Begin Provided material

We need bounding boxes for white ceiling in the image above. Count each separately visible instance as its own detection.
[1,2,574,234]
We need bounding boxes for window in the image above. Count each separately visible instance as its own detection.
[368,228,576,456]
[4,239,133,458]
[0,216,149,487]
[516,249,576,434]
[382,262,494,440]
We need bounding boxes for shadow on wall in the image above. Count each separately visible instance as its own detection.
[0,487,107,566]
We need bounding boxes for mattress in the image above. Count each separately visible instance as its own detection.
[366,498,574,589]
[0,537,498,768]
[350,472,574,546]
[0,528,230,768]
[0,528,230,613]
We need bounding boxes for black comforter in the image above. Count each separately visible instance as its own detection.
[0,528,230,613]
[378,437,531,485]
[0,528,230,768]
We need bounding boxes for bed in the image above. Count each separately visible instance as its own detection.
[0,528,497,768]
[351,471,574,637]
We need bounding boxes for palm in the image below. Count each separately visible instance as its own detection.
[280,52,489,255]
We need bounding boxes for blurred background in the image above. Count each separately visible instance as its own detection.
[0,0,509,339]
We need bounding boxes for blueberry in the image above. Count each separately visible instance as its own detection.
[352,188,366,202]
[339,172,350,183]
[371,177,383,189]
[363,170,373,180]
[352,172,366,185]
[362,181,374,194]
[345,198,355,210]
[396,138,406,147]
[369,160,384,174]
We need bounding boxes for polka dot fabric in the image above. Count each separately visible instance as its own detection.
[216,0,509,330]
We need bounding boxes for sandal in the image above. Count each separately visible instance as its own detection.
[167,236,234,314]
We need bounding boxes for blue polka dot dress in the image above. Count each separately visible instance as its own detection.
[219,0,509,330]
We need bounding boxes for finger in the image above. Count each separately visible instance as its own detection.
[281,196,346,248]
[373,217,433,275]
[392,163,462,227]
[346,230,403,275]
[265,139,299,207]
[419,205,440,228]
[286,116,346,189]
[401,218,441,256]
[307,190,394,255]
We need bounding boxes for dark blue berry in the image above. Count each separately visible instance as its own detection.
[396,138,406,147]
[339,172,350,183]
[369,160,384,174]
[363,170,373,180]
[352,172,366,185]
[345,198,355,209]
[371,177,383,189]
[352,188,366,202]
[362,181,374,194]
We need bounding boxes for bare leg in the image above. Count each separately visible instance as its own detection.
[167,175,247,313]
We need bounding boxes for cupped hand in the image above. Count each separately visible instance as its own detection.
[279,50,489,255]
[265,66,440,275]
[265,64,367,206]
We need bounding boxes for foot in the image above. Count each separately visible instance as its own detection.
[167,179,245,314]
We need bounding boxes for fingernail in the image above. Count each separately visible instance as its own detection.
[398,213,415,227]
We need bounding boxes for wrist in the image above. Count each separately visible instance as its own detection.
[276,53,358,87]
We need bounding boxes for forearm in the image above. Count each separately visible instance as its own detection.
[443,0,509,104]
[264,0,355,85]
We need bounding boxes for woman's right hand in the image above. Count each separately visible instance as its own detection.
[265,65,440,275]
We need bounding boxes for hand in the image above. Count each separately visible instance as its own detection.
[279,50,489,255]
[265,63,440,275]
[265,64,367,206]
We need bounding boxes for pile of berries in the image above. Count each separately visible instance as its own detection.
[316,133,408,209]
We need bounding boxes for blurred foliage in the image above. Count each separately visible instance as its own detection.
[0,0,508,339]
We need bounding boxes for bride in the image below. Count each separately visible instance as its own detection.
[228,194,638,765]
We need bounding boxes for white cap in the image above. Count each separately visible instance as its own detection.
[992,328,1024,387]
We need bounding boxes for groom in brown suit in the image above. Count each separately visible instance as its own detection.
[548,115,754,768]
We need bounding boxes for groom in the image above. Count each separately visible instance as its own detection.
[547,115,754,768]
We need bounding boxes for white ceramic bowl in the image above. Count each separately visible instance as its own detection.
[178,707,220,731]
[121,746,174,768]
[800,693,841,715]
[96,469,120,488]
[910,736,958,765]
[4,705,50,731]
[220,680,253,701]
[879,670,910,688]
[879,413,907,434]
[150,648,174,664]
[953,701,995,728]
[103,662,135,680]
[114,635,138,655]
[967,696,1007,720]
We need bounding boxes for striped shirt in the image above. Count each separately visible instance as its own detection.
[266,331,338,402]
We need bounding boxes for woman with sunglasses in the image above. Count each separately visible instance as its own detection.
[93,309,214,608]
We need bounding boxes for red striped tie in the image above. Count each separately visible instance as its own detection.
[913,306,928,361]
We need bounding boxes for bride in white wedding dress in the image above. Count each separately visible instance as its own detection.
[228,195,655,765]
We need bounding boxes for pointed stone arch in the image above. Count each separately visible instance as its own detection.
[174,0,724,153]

End Provided material

## Task directions
Rewrite the items from the line containing "We need bounding boxes for pointed" through the end of the items, substituting "brick arch" for "stone arch" and keeping everything else the same.

## Result below
We need bounding boxes for pointed brick arch in the image above. Count each separately visible instance as its own detection.
[174,0,724,153]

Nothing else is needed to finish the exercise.